• _Pointing and labeling entries_:
= = =

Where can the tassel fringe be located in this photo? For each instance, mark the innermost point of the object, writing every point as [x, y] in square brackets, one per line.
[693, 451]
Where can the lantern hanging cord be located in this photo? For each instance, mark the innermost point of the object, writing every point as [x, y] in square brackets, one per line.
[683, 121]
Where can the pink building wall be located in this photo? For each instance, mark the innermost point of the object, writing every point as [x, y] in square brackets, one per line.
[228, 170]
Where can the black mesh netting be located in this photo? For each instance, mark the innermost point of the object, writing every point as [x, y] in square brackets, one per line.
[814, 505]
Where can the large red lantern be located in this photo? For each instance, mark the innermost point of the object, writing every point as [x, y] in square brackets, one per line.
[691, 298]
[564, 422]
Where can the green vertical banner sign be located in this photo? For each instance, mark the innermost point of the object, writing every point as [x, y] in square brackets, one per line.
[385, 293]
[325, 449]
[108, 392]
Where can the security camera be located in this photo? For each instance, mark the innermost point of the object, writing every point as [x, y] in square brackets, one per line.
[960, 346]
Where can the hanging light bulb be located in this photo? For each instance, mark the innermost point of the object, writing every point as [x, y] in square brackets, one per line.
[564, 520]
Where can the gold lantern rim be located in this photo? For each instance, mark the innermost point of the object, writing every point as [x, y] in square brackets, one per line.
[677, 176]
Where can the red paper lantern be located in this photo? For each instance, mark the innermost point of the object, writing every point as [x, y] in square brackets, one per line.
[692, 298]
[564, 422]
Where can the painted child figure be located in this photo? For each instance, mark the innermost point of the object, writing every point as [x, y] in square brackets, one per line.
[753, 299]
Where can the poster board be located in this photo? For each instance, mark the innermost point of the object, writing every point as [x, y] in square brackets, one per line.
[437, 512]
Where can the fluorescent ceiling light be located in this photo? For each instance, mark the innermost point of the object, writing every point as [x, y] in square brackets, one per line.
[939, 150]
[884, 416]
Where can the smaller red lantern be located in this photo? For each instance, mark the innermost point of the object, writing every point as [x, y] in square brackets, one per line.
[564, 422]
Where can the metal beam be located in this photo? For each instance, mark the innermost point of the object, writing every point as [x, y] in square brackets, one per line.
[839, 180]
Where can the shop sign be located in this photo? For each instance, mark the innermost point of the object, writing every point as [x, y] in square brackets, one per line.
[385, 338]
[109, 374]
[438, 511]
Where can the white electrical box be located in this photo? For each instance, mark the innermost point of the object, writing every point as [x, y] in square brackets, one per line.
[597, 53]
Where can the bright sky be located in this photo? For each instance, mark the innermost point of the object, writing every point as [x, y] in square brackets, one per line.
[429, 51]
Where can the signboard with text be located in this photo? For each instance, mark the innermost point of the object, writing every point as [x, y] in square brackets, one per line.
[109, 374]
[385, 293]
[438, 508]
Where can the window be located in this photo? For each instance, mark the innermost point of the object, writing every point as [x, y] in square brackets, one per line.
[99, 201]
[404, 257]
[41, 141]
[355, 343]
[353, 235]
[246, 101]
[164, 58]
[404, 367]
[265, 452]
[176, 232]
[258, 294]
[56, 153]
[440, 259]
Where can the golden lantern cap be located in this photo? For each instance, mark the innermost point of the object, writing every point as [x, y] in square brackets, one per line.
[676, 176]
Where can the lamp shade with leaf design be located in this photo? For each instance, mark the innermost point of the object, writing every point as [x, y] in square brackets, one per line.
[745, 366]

= = =

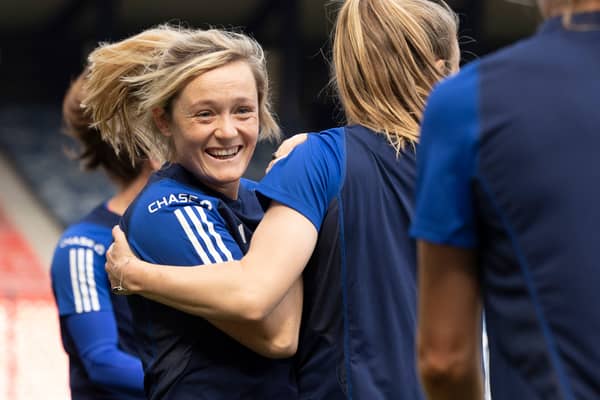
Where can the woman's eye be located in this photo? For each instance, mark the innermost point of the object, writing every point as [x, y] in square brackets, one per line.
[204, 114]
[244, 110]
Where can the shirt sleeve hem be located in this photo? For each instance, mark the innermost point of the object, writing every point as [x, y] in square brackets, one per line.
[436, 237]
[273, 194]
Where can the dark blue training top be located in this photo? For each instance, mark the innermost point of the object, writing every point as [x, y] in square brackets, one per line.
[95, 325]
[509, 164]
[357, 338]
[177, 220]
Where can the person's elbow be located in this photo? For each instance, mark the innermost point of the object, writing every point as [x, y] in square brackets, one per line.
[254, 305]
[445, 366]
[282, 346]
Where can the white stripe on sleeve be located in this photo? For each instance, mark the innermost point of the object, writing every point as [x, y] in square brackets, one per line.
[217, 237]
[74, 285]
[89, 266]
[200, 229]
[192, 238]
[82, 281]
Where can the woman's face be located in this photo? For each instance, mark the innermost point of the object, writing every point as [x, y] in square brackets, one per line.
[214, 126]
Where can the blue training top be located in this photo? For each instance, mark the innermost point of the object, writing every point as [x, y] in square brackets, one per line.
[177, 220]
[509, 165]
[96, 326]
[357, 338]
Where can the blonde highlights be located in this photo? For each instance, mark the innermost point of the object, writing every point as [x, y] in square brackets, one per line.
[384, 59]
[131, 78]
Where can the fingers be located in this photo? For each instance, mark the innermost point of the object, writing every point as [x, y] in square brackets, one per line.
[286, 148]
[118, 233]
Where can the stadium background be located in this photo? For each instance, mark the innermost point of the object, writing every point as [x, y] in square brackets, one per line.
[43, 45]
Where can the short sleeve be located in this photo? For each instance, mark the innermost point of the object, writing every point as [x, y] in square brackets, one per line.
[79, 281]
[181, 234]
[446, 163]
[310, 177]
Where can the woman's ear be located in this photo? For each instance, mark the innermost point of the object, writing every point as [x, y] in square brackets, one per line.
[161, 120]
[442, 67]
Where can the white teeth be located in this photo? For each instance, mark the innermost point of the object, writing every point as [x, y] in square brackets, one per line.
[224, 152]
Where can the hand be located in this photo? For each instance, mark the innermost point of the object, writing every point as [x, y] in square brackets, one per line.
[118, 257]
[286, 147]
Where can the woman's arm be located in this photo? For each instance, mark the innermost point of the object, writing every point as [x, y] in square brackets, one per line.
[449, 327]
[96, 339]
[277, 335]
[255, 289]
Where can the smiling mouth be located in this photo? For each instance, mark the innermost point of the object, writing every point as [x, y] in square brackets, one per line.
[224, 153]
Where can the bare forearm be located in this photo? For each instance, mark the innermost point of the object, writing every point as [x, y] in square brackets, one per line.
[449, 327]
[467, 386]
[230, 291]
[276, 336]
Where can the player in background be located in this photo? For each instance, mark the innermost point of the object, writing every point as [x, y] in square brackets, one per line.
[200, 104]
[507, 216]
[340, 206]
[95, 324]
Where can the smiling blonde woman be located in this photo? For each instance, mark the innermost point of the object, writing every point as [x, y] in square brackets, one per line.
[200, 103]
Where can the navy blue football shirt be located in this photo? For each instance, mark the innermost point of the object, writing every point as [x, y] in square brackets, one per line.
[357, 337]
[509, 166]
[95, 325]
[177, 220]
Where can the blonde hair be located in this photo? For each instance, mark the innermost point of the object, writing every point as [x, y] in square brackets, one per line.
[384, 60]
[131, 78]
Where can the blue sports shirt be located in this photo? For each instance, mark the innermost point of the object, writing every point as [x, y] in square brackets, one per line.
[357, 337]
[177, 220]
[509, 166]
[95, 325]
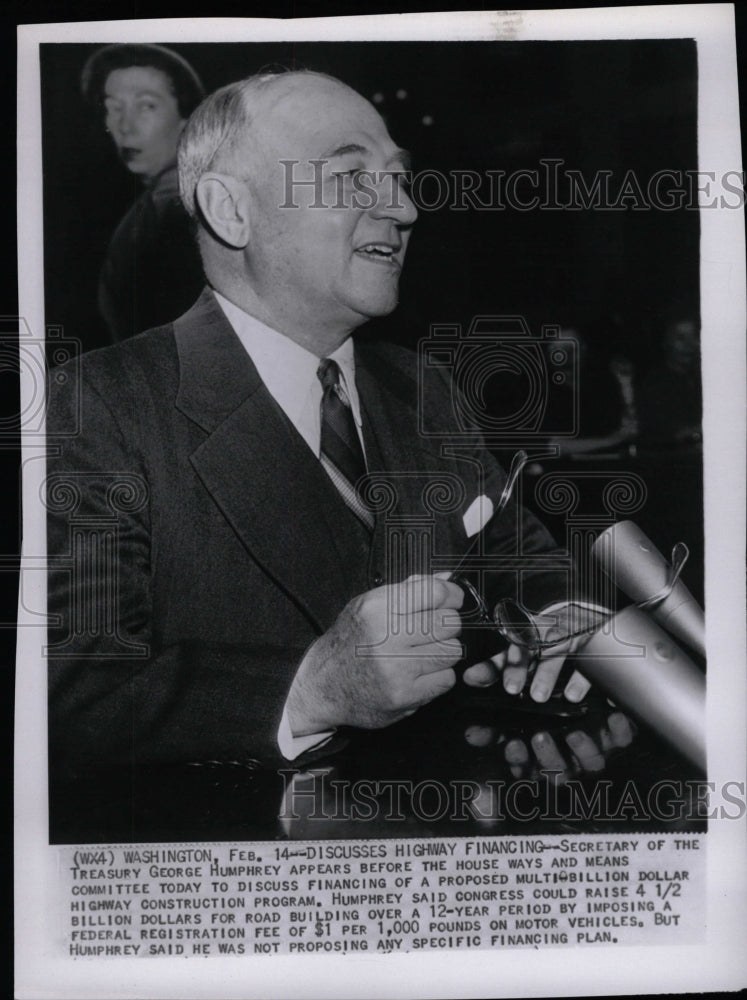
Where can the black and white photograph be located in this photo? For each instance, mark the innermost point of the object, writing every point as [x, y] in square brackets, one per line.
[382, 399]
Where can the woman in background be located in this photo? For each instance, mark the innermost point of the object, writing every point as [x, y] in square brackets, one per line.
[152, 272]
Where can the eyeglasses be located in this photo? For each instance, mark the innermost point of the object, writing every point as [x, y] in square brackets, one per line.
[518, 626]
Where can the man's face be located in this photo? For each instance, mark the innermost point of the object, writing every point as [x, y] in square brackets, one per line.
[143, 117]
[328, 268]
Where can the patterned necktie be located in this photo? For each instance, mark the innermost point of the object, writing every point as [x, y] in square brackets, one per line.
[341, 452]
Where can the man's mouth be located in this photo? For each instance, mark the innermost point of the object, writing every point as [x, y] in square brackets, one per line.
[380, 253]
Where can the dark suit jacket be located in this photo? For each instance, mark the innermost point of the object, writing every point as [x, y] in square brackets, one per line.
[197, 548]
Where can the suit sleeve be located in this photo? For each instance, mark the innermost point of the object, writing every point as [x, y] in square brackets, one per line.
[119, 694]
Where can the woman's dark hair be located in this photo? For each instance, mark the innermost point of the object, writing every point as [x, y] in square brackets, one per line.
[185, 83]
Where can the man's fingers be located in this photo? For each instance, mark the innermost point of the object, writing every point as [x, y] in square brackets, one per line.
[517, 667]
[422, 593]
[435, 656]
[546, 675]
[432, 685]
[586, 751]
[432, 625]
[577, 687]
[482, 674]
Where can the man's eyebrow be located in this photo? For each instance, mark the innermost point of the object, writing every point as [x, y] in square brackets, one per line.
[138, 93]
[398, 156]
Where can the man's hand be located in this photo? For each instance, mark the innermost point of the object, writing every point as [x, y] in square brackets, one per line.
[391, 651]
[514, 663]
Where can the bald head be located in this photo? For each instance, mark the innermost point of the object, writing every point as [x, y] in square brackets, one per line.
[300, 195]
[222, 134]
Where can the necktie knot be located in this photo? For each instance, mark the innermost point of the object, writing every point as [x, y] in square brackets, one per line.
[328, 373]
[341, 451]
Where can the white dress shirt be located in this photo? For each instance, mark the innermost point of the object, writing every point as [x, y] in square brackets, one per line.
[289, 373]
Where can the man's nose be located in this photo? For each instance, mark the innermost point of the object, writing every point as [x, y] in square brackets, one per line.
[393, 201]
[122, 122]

= = =

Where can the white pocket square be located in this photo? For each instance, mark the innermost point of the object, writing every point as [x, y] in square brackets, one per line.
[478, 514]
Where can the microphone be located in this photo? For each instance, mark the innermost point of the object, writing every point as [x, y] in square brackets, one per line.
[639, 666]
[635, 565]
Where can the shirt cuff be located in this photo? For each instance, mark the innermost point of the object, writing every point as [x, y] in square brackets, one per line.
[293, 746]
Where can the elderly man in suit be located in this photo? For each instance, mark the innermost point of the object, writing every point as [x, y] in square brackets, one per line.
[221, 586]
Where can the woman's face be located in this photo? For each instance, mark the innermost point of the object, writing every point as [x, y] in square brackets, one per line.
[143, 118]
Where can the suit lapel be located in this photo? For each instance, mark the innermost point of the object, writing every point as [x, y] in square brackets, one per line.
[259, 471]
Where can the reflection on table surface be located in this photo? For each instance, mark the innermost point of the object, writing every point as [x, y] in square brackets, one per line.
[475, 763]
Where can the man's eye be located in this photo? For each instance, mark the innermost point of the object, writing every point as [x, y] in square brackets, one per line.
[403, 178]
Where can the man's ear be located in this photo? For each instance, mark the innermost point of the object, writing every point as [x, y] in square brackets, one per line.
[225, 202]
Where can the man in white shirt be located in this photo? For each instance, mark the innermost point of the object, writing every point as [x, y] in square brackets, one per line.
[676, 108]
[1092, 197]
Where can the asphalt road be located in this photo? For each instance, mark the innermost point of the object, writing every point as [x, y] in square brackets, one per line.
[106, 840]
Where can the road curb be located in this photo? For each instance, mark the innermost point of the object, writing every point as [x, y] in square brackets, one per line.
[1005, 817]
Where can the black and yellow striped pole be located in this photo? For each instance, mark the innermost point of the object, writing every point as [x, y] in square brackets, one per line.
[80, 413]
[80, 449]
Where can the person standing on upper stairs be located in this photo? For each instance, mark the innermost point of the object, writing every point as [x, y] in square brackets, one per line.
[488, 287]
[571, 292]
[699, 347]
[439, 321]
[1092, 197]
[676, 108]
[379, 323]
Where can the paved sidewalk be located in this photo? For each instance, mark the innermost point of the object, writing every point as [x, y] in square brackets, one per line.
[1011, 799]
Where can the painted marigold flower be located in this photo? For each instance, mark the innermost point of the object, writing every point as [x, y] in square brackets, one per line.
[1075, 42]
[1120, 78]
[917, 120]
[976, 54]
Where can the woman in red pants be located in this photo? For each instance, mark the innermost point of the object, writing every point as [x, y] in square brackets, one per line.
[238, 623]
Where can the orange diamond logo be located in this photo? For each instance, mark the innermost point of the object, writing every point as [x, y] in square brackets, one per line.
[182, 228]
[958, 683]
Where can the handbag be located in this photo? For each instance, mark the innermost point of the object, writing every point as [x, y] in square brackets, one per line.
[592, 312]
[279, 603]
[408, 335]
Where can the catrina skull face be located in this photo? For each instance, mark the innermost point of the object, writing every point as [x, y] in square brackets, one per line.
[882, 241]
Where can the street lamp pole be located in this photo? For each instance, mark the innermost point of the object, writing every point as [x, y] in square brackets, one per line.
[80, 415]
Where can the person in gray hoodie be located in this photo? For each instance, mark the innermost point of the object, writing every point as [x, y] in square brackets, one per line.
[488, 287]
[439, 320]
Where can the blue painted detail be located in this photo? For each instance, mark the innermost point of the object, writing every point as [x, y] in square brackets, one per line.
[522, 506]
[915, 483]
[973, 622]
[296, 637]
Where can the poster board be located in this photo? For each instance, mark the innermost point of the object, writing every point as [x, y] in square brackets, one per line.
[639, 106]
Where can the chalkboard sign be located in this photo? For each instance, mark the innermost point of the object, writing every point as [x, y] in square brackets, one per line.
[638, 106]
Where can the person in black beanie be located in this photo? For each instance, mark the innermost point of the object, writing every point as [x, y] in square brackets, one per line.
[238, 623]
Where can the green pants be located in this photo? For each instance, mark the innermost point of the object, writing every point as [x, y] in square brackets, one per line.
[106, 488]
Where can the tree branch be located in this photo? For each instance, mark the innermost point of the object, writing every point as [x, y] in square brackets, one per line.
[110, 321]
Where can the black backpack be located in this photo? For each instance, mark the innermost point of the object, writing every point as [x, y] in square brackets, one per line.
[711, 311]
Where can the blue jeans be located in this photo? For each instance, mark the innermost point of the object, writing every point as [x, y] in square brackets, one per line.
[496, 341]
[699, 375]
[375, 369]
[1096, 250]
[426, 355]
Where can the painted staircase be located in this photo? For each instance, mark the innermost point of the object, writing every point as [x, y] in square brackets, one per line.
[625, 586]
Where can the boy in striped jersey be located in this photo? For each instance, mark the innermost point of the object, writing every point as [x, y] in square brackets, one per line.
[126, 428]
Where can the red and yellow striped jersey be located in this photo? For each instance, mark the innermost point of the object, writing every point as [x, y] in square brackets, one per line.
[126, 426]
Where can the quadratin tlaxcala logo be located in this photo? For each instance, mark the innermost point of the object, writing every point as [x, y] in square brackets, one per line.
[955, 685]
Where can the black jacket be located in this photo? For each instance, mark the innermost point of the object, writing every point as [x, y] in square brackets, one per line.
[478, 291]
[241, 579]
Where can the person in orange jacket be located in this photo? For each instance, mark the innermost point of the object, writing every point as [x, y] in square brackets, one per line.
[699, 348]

= = =

Render everything from the row containing "Where can the man's eye be" down to the row containing "[1005, 817]" as a two-column CSV with the headers text and answer. Give one CSV line for each text with its answer, put every field in double quotes, and replace line breaks inside a field with spaces.

text,answer
"Where can the man's eye be located in this photo? For each instance, mark the innermost point of the object, writing every point as [x, y] in square brackets, one per line.","[403, 178]"
"Where can the man's ear be located in this photo? For each instance, mark the innermost point of the object, writing every point as [x, y] in square brackets, one per line.","[225, 202]"
"Where can the man in white shirt be located in this photo? For each instance, mark the innermost point of the object, writing every point as [x, y] in square brackets, one per line.","[676, 108] [1092, 197]"
"Where can the asphalt road be located in this photo? For each instance, mark the innermost point of the object, writing every point as [x, y] in square brackets, one per line.","[106, 840]"
"Where can the road curb be located in this photo? For each instance, mark the innermost point of the object, writing every point as [x, y] in square brackets, one per line.","[1005, 817]"